The response should repeat word for word every line below from the one with "Target: work boot" to the one with "Target: <item>stainless steel", inclusive, and nothing else; leave pictures out.

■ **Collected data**
■ ■ ■ ■ ■
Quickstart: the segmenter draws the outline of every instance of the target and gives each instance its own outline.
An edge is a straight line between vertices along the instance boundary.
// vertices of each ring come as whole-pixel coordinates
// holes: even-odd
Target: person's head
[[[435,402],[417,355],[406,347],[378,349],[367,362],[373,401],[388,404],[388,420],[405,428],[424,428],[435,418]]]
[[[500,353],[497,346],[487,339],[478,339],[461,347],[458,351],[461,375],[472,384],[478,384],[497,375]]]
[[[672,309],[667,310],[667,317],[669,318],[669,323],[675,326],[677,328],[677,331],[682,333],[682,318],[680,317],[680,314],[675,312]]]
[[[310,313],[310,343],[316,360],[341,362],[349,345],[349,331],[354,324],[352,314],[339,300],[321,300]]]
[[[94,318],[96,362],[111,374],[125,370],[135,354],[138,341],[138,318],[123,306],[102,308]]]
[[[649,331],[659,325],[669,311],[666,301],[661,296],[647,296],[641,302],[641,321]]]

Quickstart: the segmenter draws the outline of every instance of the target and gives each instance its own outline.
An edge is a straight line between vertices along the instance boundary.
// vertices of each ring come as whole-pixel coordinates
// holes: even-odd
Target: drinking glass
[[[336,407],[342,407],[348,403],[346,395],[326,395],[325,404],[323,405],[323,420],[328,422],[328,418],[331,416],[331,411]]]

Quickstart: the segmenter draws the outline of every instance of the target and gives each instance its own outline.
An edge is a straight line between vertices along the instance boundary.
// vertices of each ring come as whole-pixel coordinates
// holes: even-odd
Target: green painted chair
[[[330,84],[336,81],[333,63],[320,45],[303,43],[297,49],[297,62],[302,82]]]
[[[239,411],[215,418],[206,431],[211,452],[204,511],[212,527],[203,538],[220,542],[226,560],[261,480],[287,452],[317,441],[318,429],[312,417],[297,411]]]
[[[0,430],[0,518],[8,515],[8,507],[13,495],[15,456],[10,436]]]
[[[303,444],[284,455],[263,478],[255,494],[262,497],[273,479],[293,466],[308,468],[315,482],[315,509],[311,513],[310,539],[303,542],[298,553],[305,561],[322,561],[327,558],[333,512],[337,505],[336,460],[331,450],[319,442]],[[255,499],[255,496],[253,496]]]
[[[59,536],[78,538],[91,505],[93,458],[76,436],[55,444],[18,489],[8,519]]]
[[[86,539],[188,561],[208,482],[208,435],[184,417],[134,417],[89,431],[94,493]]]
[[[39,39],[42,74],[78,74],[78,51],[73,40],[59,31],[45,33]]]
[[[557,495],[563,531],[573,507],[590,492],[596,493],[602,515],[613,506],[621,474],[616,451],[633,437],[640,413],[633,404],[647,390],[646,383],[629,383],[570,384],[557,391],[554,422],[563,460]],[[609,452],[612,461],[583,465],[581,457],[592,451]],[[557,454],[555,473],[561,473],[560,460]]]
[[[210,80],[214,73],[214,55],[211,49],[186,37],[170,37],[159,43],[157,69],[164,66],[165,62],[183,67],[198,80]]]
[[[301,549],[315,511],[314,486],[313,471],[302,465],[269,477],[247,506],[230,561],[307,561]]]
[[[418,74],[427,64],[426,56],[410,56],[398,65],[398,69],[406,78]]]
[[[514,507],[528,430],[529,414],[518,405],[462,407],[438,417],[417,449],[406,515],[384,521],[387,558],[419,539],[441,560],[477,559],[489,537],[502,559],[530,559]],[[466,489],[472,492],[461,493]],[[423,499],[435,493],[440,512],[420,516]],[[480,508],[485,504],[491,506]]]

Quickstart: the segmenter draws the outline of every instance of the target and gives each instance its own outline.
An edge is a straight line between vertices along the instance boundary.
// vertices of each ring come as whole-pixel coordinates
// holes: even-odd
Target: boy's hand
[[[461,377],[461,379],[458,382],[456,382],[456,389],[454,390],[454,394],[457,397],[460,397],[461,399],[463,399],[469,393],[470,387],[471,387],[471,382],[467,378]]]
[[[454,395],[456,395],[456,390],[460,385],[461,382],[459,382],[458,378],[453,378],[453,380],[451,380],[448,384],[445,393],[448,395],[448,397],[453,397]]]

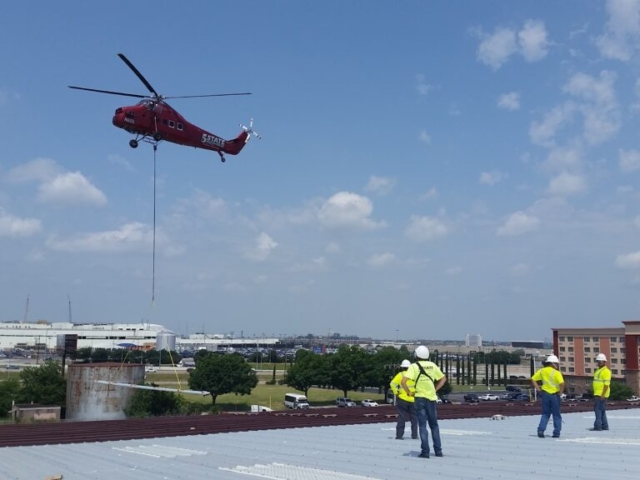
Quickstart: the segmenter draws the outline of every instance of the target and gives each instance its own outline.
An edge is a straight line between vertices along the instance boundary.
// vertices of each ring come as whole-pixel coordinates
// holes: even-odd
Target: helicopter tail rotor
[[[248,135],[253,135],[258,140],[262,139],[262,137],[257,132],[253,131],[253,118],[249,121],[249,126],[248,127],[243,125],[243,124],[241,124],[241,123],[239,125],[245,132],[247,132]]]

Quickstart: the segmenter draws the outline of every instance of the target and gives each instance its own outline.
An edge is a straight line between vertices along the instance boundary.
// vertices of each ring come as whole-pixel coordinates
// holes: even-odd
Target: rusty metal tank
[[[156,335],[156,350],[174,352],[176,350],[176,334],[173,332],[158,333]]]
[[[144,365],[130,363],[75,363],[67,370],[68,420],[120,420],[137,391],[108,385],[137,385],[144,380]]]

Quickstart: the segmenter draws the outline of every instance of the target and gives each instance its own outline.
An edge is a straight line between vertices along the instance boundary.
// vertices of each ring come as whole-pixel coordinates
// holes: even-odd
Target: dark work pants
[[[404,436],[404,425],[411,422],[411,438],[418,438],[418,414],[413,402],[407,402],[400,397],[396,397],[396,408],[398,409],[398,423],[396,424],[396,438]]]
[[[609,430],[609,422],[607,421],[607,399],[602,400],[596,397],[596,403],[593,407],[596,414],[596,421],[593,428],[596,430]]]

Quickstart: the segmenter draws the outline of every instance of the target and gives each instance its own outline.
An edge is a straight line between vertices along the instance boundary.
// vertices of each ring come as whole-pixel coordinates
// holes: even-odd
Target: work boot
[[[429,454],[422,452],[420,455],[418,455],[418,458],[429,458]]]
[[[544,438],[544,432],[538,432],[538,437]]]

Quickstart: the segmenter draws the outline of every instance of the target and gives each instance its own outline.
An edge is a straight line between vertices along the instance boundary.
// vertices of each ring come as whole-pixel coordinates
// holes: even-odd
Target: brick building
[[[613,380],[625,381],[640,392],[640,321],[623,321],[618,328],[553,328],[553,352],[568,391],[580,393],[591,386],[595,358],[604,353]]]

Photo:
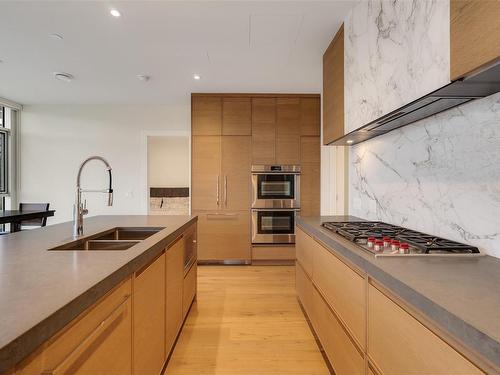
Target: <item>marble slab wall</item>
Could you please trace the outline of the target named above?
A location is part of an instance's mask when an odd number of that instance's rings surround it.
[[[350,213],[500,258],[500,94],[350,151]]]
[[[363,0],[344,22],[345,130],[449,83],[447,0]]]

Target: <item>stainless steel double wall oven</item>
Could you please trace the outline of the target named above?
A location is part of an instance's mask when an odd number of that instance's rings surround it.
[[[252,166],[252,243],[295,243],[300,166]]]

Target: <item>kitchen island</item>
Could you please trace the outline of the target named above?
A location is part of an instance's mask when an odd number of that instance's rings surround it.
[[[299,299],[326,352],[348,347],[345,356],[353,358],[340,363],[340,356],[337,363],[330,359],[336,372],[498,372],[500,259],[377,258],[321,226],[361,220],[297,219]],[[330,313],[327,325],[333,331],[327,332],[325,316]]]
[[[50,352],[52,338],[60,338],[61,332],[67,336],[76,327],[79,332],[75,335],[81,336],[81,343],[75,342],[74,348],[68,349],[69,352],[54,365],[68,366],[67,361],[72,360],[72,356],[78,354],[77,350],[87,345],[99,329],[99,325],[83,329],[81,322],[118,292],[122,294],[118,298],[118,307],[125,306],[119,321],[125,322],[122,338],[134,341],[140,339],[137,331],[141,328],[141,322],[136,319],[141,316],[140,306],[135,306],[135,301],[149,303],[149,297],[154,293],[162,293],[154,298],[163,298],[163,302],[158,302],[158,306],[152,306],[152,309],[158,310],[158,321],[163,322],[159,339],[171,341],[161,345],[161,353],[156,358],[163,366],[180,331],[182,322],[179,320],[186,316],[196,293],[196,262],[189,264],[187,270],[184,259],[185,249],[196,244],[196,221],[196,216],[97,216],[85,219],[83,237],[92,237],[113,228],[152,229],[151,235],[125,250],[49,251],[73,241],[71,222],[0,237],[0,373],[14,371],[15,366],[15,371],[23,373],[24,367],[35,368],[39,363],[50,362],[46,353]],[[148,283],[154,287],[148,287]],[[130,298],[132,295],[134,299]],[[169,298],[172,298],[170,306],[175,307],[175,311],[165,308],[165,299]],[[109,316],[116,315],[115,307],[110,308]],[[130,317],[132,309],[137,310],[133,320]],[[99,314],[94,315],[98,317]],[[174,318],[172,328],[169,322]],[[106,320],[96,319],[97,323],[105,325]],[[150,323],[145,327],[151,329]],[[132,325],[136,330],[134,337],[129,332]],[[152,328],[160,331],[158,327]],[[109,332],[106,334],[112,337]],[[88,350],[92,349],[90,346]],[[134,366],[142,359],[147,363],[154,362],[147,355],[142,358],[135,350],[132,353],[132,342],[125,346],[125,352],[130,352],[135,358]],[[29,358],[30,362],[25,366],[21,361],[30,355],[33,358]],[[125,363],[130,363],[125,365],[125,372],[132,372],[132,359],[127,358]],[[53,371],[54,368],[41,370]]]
■ ■ ■ ■ ■
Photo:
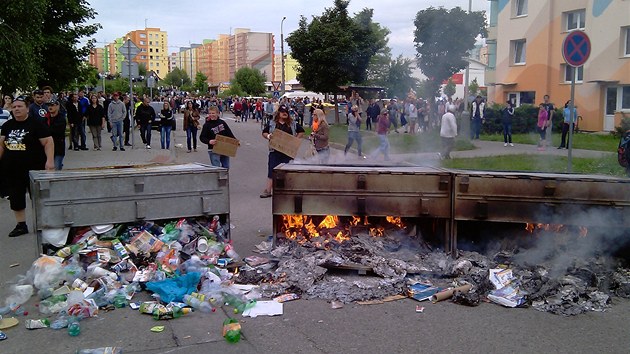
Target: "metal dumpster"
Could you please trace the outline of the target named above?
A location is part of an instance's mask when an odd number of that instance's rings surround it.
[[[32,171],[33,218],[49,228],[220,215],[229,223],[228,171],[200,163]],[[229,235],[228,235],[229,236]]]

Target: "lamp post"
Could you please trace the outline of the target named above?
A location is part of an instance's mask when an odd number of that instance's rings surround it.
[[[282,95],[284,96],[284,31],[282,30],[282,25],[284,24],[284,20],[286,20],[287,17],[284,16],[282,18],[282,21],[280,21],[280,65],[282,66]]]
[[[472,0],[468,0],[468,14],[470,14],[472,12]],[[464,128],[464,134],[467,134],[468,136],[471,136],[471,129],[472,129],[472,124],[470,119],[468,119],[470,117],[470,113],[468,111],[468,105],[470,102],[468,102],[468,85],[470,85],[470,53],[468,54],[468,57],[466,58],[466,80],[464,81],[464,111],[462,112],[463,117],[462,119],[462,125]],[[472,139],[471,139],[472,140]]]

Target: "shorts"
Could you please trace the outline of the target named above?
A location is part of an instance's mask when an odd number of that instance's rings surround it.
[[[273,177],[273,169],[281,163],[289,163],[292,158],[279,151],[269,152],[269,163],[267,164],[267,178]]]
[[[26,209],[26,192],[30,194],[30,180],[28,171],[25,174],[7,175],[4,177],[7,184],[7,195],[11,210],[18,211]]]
■ ■ ■ ■ ■
■ **EXERCISE SOLUTION**
Target: work boot
[[[429,454],[422,452],[420,455],[418,455],[418,458],[429,458]]]
[[[544,438],[544,432],[538,432],[538,437]]]

Quickstart: the segmenter draws the outline of every instance of the target and gives each instance its own outline.
An edge is a straight line between vertices along the instance boundary.
// vertices of each ring come as whole-pixel coordinates
// holes: even-odd
Target: brick building
[[[613,380],[625,381],[640,392],[640,321],[623,321],[618,328],[553,328],[553,352],[568,391],[580,393],[591,386],[595,358],[604,353]]]

Photo:
Target: <item>marble slab wall</item>
Could you please trace the outline of the target named above?
A location is part of an instance's mask when an odd number of that instance's rings surround it.
[[[350,213],[500,258],[500,94],[350,151]]]
[[[363,0],[344,22],[345,130],[449,83],[447,0]]]

Target: <item>stainless steel double wall oven</item>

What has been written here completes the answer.